DIRECTION: Rewrite everything from the line containing "Class, indicate each instance of the two-lane" down to the last line of the entries, requests included, and increase every pixel coordinate in the answers by 36.

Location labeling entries
--- Start ---

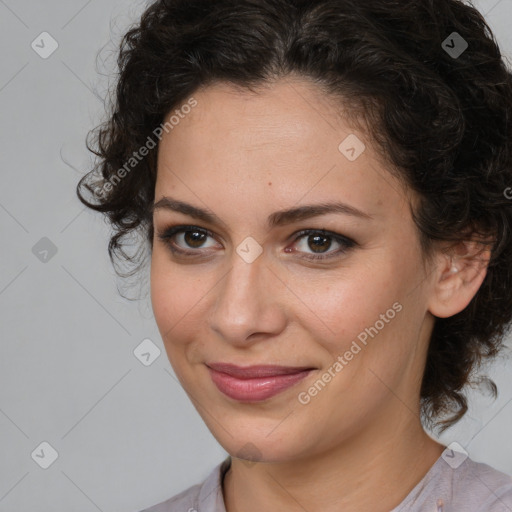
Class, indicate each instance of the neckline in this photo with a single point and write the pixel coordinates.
(225, 466)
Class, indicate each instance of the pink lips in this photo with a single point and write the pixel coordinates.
(254, 383)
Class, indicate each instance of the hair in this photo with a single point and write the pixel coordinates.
(441, 121)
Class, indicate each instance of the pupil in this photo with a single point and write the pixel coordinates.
(196, 240)
(318, 245)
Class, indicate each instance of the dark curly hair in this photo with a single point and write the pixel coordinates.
(442, 121)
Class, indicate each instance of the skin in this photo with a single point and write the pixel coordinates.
(358, 444)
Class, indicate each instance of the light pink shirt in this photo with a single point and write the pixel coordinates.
(453, 484)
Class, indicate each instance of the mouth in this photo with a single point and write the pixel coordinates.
(255, 383)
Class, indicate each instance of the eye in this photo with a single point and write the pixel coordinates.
(190, 241)
(181, 238)
(319, 242)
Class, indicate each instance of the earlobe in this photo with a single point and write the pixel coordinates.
(460, 275)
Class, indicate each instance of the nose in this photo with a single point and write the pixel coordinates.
(247, 306)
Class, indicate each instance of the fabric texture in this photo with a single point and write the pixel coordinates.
(455, 483)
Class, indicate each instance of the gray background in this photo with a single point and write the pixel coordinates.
(126, 434)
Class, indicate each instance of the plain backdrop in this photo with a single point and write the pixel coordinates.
(125, 435)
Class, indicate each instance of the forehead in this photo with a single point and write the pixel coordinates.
(283, 144)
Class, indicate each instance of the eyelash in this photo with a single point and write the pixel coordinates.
(167, 235)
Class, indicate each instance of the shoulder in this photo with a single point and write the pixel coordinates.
(480, 487)
(205, 496)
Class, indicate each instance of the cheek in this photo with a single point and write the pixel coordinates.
(175, 297)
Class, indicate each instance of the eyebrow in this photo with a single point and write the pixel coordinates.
(279, 218)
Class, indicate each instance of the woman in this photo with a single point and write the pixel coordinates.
(322, 188)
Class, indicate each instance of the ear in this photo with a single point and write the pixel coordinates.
(461, 270)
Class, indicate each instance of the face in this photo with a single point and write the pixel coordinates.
(342, 292)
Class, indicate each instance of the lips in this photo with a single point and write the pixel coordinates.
(252, 372)
(255, 383)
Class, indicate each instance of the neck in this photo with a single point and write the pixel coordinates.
(373, 470)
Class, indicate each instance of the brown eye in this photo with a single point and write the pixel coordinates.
(319, 242)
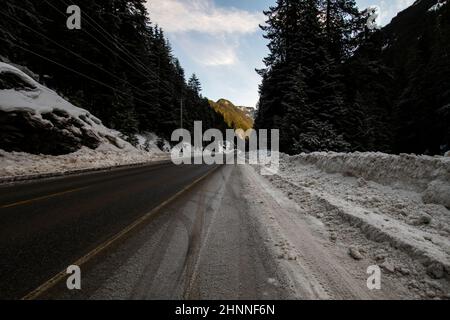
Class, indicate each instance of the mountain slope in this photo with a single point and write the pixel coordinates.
(235, 117)
(400, 82)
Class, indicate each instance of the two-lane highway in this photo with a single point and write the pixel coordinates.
(47, 225)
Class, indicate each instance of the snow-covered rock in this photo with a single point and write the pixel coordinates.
(34, 119)
(43, 134)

--- End ---

TASK OUTPUT:
Class, indicate each instance of the two-lane highway in this photo with a single point and write the pixel coordinates.
(83, 261)
Class, indicate each instance of the snow-covered rock in this photo with a single point and write the pixel coordinates.
(70, 155)
(79, 170)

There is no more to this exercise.